*PROBLEM DESCRIPTION:* Pick out each row below that contains the string "blade" with the same capitalization, and copy those rows.

*EXERCISE MATERIAL:*
__________________________________________________

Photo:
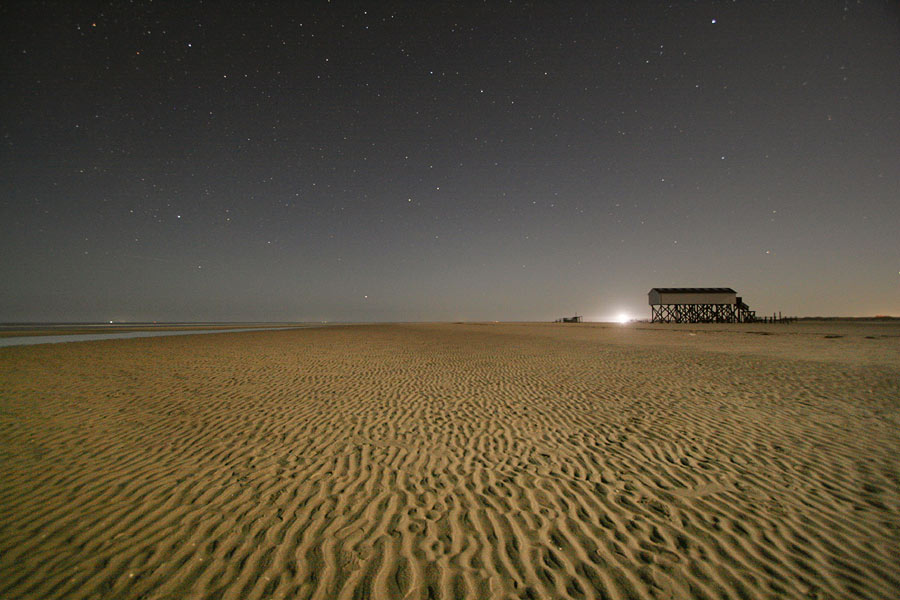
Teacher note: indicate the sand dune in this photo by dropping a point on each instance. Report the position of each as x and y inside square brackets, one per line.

__________________________________________________

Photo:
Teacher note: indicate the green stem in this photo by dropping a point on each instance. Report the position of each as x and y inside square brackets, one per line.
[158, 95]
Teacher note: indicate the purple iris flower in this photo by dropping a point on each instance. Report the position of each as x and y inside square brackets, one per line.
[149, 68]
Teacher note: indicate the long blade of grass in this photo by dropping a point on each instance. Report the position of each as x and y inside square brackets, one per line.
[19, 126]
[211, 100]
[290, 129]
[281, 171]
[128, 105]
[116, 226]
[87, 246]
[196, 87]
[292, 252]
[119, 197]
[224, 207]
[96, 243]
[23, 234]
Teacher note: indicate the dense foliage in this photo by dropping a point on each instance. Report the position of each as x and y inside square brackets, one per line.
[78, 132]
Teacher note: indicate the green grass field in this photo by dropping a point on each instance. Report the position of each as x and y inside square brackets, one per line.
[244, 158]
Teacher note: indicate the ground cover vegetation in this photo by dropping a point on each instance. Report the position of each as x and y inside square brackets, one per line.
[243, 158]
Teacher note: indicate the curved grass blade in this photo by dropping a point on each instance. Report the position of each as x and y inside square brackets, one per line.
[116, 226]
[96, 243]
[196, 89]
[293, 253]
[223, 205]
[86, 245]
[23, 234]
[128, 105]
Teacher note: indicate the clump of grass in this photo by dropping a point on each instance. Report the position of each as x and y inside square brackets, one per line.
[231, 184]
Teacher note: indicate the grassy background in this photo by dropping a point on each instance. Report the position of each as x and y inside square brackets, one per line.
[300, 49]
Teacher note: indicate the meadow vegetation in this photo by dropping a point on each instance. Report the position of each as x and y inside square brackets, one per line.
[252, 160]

__________________________________________________

*CORRECT ANSWER:*
Teacher note: indicate the long blade of grass in this photo by dropping a point on each instance. Report the position of each as x and y inside square brackets, one per line.
Teacher note: indicate the curved grass blade in this photo by dropping a point on each instance. Report the position of each as x and y inside square brackets, one per line.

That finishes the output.